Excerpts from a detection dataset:
********************
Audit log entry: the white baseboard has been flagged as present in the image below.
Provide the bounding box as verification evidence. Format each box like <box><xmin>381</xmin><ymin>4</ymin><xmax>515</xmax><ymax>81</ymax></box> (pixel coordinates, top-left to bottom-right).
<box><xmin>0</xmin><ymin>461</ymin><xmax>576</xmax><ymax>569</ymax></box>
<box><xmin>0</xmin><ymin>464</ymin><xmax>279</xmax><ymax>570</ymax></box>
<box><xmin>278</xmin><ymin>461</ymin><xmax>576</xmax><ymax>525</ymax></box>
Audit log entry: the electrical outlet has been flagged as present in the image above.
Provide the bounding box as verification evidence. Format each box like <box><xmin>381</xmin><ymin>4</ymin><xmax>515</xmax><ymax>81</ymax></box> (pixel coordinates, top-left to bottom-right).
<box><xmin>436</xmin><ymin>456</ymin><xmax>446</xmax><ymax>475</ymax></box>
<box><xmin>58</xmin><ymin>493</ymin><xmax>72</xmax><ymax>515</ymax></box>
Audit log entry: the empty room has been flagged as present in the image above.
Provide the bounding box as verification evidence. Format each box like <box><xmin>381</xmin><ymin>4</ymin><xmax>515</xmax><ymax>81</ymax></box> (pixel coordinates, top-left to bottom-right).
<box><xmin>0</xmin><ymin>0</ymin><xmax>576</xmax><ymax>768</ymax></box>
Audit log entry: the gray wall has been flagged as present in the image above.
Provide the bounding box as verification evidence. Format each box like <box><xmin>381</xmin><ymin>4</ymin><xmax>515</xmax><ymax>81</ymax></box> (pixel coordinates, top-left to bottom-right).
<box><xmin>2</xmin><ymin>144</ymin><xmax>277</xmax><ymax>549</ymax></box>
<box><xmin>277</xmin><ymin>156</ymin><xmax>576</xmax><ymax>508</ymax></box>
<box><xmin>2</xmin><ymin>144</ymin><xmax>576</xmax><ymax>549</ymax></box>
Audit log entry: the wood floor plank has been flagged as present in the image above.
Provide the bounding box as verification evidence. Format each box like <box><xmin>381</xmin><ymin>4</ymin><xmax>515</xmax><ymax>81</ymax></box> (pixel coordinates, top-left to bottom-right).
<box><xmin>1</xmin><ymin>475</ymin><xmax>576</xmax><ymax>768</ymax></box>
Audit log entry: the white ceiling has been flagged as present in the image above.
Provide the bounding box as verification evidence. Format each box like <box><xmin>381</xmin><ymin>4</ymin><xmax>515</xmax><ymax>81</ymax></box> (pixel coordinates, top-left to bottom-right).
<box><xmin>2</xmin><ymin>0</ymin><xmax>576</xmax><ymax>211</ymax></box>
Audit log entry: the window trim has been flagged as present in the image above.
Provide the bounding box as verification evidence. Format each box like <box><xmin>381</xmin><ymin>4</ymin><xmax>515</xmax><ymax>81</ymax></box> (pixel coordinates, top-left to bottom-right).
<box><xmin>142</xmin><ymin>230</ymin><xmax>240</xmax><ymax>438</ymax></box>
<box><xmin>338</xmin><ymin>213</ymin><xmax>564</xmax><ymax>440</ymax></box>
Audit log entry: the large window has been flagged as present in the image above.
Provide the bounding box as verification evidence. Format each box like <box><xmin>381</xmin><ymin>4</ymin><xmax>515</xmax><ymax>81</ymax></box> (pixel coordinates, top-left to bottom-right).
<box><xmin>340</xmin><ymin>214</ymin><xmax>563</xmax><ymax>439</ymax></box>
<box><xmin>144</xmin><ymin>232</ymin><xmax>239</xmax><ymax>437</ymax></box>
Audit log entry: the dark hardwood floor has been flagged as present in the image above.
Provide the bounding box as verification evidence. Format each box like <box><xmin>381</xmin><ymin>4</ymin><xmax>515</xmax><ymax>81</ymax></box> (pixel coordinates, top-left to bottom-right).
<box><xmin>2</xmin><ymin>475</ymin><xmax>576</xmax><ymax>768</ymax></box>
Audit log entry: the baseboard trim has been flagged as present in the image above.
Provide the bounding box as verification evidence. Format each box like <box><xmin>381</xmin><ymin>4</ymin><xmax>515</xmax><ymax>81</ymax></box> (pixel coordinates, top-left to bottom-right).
********************
• _Set exercise_:
Return, unchanged, every line of the records above that contains the string "trim".

• _Exercise output_:
Audit log entry: the window trim has been flagged as present in the image above.
Audit log entry: the baseboard trim has been flagged as present in the image above.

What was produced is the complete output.